- **DOCUMENT SECTION**:
# Chapter 13: Graphs and Traversals

## Graph Terminology

A graph G is a set V of vertices and a collection E of pairs of vertices from V, which are called edges. Edges may be either:

- **directed**: (u,v) is ordered, with u preceding v
- **undirected**: (u,v) is not ordered

Graphs may either be directed or undirected, in which all of their edges are directed or undirected respectively. Alternatively, they may be **mixed**, containing both types of edges

The two vertices joined by an edge are that edge's end vertices. If the edge is directed, the first vertex is the origin and and second is the destination

Two vertices are **adjacent** if they are endpoints of the same edge, with an edge being incident on a vertex if the vertex is one of that edge's endpoints. An vertex's outgoing and incoming edges are directed edges in which that vertex is an origin and destination, respectively

The **degree** (deg(v)) of a vertex is the number of incident edges of v 

Edges are grouped in **collections**, which allows for two undirected edges to have the same end vertices, and two directed edges to have the same origin and destination. These are known as parallel edges. **Simple** graphs do not have parallel edges or self-loops, and the edges of a simple graph may be dealt with as a set

If G is a graph with m edges, then $\sum_{v \in G}deg(v) = 2m$

Ig G is a directed graph with m edges, then $\sum_{v \in G}indeg(v) = \sum_{v \in G}outdeg(v) = m$

Let G be a simple graph with n vertices and m edges. If G is undirected, then $m \leq n(n-1)/2$, and if G is directed then $m \leq n(n-1)$

**Path**: sequence of alternating vertices and edges that starts and ends at vertices

- **cycle**: path with the same start and end vertices
  - **forest**: graph without cycles
- **simple path/cycle**: each vertex in the path/cycle is distinct

**Subgraph**: graph H whose vertices and edges are subsets of the vertices and edges of G

- **spanning subgraph**: subgraph of G that contains all the vertices of graph G
  
**Connected**: if for any two vertices of graph G there is a path between them

- if G is not connected then the maximal connected subgraphs are called **connected components**
- **tree**: connected forest
- **rooted tree**: tree with a root
- **free tree**: tree with no root
  
**Spanning tree**: spanning subgraph that is a free tree

Let G be an undirected graph with n vertices and m edges:

- if G is connected then $m \geq n - 1$
- if G is a tree then $m = n - 1$
- if G is a forest then $m \leq n - 1$

## Graph Data Structures

Graphs may be represented via the following data structures:

### Adjacency List

For each vertex in a graph, a list is stored that represents all the edges incident on v

The space used by each vertex's list is $O(deg(v))$. Therefore, the space requirement for the adjacency list structure of the entire graph of n vertices and m edges is $O(n+m)$

The following operations are supported:

- return incident edges or adjacent vertices for a vertex v: $O(deg(v))$ time
- determine whether two vertices u and v are adjacent: $O(min\{deg(u), deg(v)\})$

### Adjacency Matrix

Replace the list from the above method with a matrix

Allows for determining adjacencies between pairs of vertices in constant time, but with the trade-off of using $O(n^2)$ space for a graph of n vertices

## Depth-first Search

Useful for finding a path from one vertex to another, determining whether a graph is connected, and computing a spanning tree of a connected graph. Utilizes **backtracking**

Two types of edges are present:

- **discovery edges**: edges that lead to unexplored vertices
  - form a spanning tree of the connected component of the starting vertex s, called the **DFS** tree
- **back edges**: edges that lead to previously explored vertices

![dfs-graph](./res/13-dfs-graph.PNG)

- **TASK BRIEF**:
Answer these questions from the graphs chapter:
(a) What is the space requirement of the adjacency list structure for a graph with n vertices and m edges?
(b) In depth-first search, which vertices do back edges lead to?
(c) For a simple undirected graph with n vertices and m edges, what upper bound on m is stated?

- **EXTRACTED INFORMATION**:
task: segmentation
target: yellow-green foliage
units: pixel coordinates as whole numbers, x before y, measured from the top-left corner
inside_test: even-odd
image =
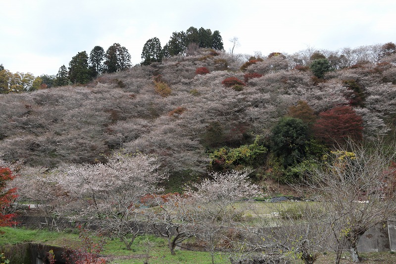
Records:
[[[172,92],[169,86],[163,82],[154,82],[155,85],[155,92],[162,97],[166,97]]]
[[[222,163],[224,168],[238,165],[252,165],[256,158],[267,153],[268,150],[258,145],[259,137],[250,145],[244,145],[235,149],[223,147],[214,151],[209,155],[210,164]]]

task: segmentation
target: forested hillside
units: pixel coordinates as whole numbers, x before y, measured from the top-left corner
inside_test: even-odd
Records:
[[[394,140],[391,44],[248,59],[190,45],[86,85],[0,94],[1,158],[52,168],[141,152],[181,184],[247,166],[297,180],[347,137]]]

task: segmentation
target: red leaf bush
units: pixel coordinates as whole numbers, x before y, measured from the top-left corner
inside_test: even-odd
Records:
[[[257,73],[257,72],[253,72],[252,73],[246,73],[245,75],[244,75],[244,77],[245,78],[245,82],[248,82],[250,79],[253,79],[253,78],[260,78],[262,76],[262,74]]]

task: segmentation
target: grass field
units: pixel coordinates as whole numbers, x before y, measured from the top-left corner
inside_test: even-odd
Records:
[[[23,242],[35,242],[60,247],[78,246],[80,244],[78,234],[73,233],[57,233],[45,230],[28,230],[21,228],[2,227],[0,234],[0,245],[17,244]],[[207,252],[176,251],[172,256],[164,239],[149,235],[136,239],[130,251],[118,239],[107,240],[102,254],[107,263],[111,264],[142,264],[145,261],[151,264],[209,264],[210,254]],[[361,253],[364,264],[396,264],[396,254],[392,252]],[[5,255],[7,257],[7,255]],[[148,258],[148,256],[149,256]],[[345,253],[341,261],[343,264],[352,263],[349,255]],[[229,264],[229,256],[219,254],[216,257],[217,264]],[[329,252],[321,255],[317,264],[328,264],[333,262],[334,254]],[[293,261],[293,264],[301,264],[299,260]],[[14,264],[11,263],[11,264]]]

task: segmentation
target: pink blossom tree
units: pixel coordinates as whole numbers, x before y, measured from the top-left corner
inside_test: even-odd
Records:
[[[119,237],[130,250],[135,238],[146,231],[141,198],[158,191],[157,184],[166,178],[158,167],[153,157],[119,154],[106,163],[66,166],[56,175],[70,200],[65,211]]]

- **ANSWER**:
(a) O(n+m)
(b) Previously explored vertices
(c) m ≤ n(n-1)/2